中文版序
我很高興有這個機會為這本書的中文版撰寫一篇序言。幾年前,我在臺北和臺中演講了本書中的幾篇核心章節,非常感謝那些正面的反應與回饋。我推測當年來臺學術之旅的輾轉流傳,促成了本書今天能被陽明交通大學出版社所出版的機緣。不論如何,我都很高興我的研究、觀點與理論能被中文世界的讀者所認識。
這本書是關於藥廠如何為了自身利益採取行動以形塑醫學的樣貌。在我的研究中,我收集了藥業人士為藥廠工作的描述,我的研究關注了建立藥物價值的臨床試驗、醫藥科學期刊的論文發表,以及對研究者與醫師們的講演,再到業務的銷售與遊說工作。我將這些敘述放在一起,拼湊成了一幅藥廠與醫藥知識共舞的大圖像。
本書的研究是在北美與歐洲所完成,然而就最普遍的層面而言,我提出的解釋可以適用在現今所有高收益的藥品市場。雖然我論述中的某些特定元素在某些地區會更為常見──即使在北美與歐洲也是如此;而亞洲的情況大同小異,我相信這幅寬廣的圖像也能適用於臺灣、日本或南韓的藥品市場,即使部分細節可能會有所不同。舉例來說,如果我們注意市占率,幾乎所有臺灣前幾大的藥廠都是跨國公司,也是本書主要討論的藥廠類型,而更本土的藥廠同樣也是盡可能地在採用跨國藥廠的策略。

工作項目 | 請從這篇談藥廠如何形塑醫學的中文版序的最後一句之後接著往下寫。

提供資料 |

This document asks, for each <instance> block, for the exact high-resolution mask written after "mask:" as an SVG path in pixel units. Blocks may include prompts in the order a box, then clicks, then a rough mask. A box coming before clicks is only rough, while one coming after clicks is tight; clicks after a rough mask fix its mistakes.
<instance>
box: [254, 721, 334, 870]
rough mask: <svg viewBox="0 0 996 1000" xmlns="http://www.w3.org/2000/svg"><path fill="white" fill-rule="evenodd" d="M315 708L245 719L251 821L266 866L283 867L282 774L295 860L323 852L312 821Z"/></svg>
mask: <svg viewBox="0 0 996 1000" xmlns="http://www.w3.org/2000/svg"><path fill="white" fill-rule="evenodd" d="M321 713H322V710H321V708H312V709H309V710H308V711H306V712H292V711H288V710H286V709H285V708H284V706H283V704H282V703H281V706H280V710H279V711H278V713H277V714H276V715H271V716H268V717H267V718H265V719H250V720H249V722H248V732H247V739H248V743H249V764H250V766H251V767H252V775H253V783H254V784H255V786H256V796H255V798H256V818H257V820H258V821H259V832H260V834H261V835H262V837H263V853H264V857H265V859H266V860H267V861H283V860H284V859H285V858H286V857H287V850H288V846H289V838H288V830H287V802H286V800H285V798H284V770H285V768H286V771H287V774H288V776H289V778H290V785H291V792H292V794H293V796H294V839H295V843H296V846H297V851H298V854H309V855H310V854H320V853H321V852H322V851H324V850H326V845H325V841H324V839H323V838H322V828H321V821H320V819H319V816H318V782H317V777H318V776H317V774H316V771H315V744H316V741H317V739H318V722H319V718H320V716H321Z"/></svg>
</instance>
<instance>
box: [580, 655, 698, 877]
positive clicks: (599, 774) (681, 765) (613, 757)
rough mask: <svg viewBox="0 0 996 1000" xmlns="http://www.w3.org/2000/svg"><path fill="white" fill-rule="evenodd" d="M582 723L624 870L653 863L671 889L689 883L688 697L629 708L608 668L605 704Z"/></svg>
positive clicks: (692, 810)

任務結果 |
本書關注的並非構成知識的個別元素及其合理性,而是在述寫那些形塑整個知識生產、流動與消費場域的推力。傳統而言,研究商品的生產、流動與消費主要是政治經濟學的研究領域,也因此這本書研究的是知識的政治經濟學。對許多人來說,這樣的觀點看起來相當奇怪,但我認為這是很有價值的觀點。這本書的學術貢獻之一就是在展現這些價值。我們可以把知識當作「擬物」(quasi-object),而後便可以探究其在一個彼此競爭的複雜世界中的定位與移動。
這篇序言寫於COVID-19 流行的一年半後。時至今日, 全世界對於COVID-19 這種病及其治療仍然有各自不同的看法。在某些情況下,我們可以發現這些觀點是由一些力量分進合擊地在推廣。舉例來說,每一個擁有優良疫苗的大藥廠都能純熟地運用媒體來標榜自家的疫苗是最有效的;著名的醫藥研究者也會發出聲明,直接或間接地支持特定的疫苗;二○二○年末時也能看到龍爭虎鬥的各家疫苗透過新聞稿公布臨床試驗的部分結果。而在充滿政治角力與地緣政治的環境下,為了建立政府協調的優先權和優勢,政府也就順勢以此為其採購決策和防疫措施進行辯護。是故,我們對於這些疫苗的信念其實是被某些有力的行動者所裝填並推動。為了了解這一切,我們才需要研究這種知識的政治經濟學。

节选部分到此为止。